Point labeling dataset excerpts
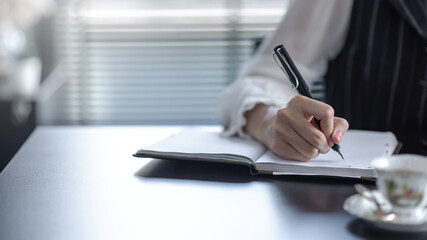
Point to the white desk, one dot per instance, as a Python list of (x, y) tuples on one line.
[(83, 183)]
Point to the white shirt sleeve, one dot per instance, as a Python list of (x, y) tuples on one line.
[(313, 31)]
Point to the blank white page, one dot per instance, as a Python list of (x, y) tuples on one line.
[(358, 147), (197, 140)]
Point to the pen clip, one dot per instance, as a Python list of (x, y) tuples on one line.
[(279, 59)]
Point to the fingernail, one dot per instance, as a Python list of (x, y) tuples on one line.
[(338, 135)]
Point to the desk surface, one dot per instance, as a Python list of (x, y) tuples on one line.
[(83, 183)]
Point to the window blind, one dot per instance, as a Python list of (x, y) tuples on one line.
[(150, 62)]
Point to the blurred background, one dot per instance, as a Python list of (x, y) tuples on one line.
[(128, 62)]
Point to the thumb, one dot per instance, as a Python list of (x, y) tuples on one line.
[(340, 127)]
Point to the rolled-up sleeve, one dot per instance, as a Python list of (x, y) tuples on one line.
[(313, 31)]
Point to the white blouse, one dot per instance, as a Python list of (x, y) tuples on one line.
[(313, 31)]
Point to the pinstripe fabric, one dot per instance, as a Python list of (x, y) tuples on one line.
[(379, 79)]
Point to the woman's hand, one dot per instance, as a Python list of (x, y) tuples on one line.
[(291, 132)]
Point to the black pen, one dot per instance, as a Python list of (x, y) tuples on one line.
[(287, 65)]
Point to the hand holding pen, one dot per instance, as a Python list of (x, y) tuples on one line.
[(319, 115)]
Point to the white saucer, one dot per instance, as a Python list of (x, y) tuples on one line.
[(365, 209)]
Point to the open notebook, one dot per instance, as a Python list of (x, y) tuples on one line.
[(358, 147)]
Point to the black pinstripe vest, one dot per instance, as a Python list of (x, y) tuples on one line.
[(379, 79)]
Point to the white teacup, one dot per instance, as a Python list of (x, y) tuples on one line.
[(402, 179)]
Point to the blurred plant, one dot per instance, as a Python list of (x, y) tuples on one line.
[(19, 65)]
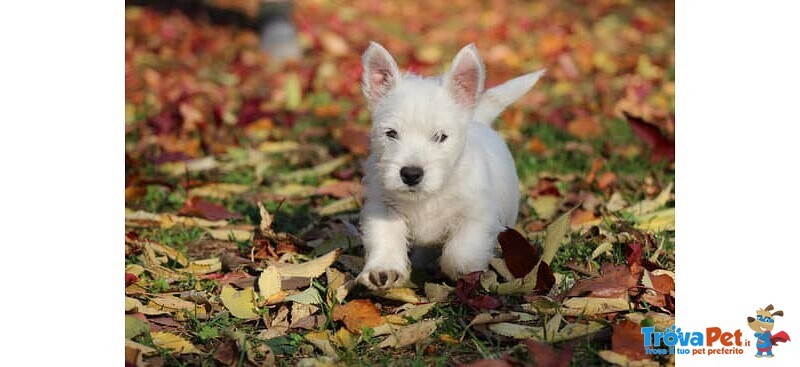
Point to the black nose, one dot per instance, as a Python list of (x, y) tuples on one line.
[(411, 175)]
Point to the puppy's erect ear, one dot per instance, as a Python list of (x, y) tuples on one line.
[(465, 78), (380, 72)]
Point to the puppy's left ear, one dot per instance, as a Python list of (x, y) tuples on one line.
[(465, 78)]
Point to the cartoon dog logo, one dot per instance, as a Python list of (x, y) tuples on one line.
[(762, 324)]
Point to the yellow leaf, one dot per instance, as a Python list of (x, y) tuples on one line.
[(321, 340), (344, 339), (241, 304), (310, 296), (399, 294), (172, 304), (227, 234), (410, 334), (269, 282), (200, 267), (437, 292), (339, 206), (662, 220), (309, 269), (174, 343), (134, 269), (593, 306)]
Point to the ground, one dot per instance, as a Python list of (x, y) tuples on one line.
[(240, 170)]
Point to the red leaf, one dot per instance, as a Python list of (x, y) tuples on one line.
[(198, 207), (663, 148), (544, 278), (130, 278), (467, 292), (627, 339), (545, 355), (520, 256), (614, 282)]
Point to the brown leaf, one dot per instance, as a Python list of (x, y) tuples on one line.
[(614, 282), (627, 339), (467, 292), (197, 207), (545, 355), (341, 189), (355, 139), (357, 314), (663, 148), (519, 254)]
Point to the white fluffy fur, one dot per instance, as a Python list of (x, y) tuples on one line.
[(468, 192)]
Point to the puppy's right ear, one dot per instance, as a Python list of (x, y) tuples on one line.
[(380, 72)]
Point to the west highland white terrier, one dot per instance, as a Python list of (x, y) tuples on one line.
[(437, 174)]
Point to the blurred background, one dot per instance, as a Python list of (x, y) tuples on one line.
[(245, 91)]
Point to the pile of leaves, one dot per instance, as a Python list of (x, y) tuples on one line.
[(243, 189)]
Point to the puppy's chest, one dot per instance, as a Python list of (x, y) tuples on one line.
[(430, 223)]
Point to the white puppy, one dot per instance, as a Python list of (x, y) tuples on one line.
[(437, 174)]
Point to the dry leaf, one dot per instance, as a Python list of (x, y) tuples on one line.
[(174, 343), (399, 294), (269, 282), (309, 269), (241, 304), (357, 314), (410, 334), (437, 292)]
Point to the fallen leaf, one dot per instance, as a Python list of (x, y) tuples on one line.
[(543, 354), (357, 314), (410, 334), (399, 294), (614, 282), (174, 343), (174, 304), (310, 296), (650, 205), (200, 267), (197, 207), (591, 306), (309, 269), (437, 292), (269, 282), (467, 292), (627, 339), (321, 340), (241, 303), (662, 148), (520, 255), (662, 220), (546, 206)]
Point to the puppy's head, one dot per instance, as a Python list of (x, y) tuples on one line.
[(419, 125)]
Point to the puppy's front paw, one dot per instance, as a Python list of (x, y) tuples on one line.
[(381, 278)]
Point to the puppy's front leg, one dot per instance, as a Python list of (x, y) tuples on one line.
[(384, 237), (469, 249)]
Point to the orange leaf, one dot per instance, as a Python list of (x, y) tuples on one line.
[(357, 314)]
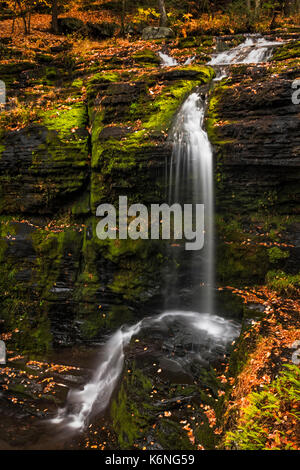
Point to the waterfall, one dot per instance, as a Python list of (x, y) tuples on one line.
[(253, 50), (190, 180), (192, 156), (94, 398)]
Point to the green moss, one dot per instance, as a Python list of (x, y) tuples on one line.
[(285, 284), (261, 423), (129, 421), (63, 121)]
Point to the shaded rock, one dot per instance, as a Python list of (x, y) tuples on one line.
[(157, 33), (114, 132)]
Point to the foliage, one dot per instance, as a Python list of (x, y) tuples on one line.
[(271, 415)]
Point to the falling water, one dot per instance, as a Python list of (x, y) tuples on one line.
[(82, 405), (167, 61), (191, 181)]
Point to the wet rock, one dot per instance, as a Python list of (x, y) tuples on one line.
[(114, 132), (70, 25), (260, 164)]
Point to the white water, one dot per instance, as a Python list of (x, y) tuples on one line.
[(251, 51), (192, 157), (95, 397)]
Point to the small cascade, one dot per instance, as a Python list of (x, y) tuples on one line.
[(190, 181), (94, 398), (253, 50)]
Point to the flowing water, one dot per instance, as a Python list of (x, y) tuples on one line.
[(253, 50), (192, 158), (166, 60), (191, 181)]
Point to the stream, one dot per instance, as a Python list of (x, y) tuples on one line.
[(191, 330)]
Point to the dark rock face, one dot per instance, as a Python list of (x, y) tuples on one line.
[(60, 283), (256, 132)]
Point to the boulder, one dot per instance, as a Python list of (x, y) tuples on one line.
[(157, 33)]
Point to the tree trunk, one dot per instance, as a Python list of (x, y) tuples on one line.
[(163, 21), (54, 22)]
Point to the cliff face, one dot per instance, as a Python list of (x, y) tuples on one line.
[(106, 137)]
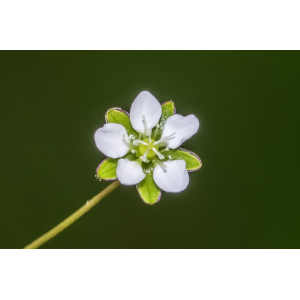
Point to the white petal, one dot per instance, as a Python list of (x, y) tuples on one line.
[(129, 172), (183, 127), (110, 140), (145, 104), (174, 178)]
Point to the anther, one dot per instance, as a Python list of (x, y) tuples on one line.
[(166, 149), (126, 142), (158, 162), (136, 142), (145, 124), (156, 130), (160, 156)]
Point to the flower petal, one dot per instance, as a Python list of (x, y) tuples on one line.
[(145, 104), (129, 172), (183, 127), (174, 178), (110, 140), (147, 188), (121, 116)]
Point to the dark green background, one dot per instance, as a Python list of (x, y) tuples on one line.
[(245, 196)]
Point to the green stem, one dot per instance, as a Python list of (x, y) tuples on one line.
[(76, 215)]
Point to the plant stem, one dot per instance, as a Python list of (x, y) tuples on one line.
[(71, 219)]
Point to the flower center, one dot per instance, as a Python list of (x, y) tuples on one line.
[(146, 148)]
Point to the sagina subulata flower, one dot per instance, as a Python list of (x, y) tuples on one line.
[(142, 147)]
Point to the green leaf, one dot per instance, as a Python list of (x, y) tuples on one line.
[(120, 116), (168, 110), (148, 190), (193, 161), (107, 169)]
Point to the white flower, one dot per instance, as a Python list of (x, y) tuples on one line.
[(147, 144)]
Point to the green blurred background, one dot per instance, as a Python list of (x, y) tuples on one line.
[(245, 196)]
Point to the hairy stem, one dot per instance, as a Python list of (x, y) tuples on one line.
[(71, 219)]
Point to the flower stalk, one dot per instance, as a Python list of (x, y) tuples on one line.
[(75, 216)]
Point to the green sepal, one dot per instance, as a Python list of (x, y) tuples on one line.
[(168, 110), (193, 161), (107, 169), (120, 116), (147, 188)]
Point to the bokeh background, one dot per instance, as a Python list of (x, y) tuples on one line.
[(245, 196)]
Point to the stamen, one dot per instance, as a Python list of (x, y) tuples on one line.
[(164, 141), (149, 134), (145, 124), (158, 162), (156, 130), (160, 156), (136, 142), (126, 142)]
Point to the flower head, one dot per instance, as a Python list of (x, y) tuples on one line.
[(142, 147)]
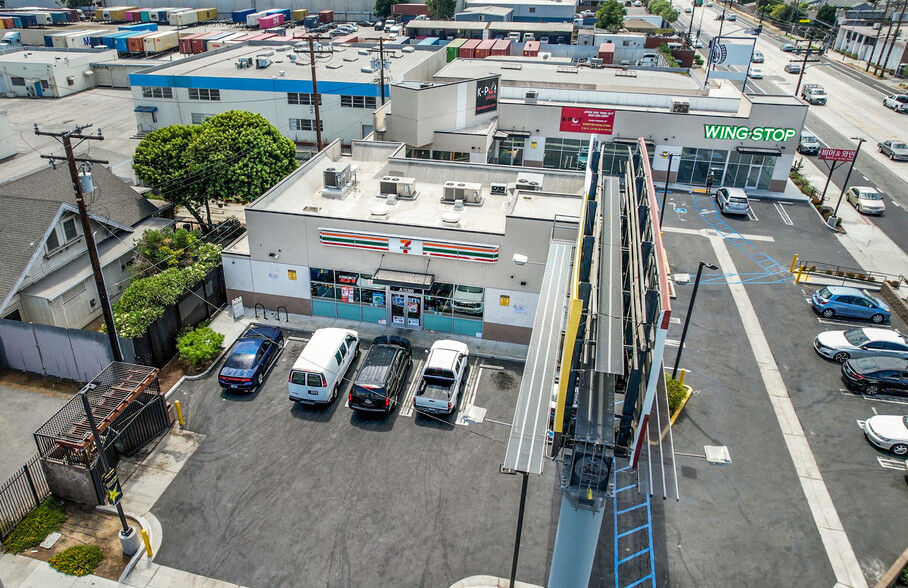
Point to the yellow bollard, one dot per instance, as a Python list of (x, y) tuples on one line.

▶ The problem
Rewrite the items from the line with "Point to the white petal, one" to the line with "130), (160, 156)]" as a two-column CSV with columns named instruction and points. Give one row per item, put each value in its own quoted field, and turn line breaks into spaces.

▶ Reply to the exercise
instruction,points
"Point to the white petal, one dot per instance, as a Python list of (x, y) tuples on one line.","[(129, 172), (183, 127), (110, 140), (145, 104), (174, 178)]"
"Point to the anther, one dot per instance, as a Python list of (x, y) tuples on one line.","[(166, 149), (126, 142), (158, 162), (136, 142), (145, 124), (156, 130), (160, 156)]"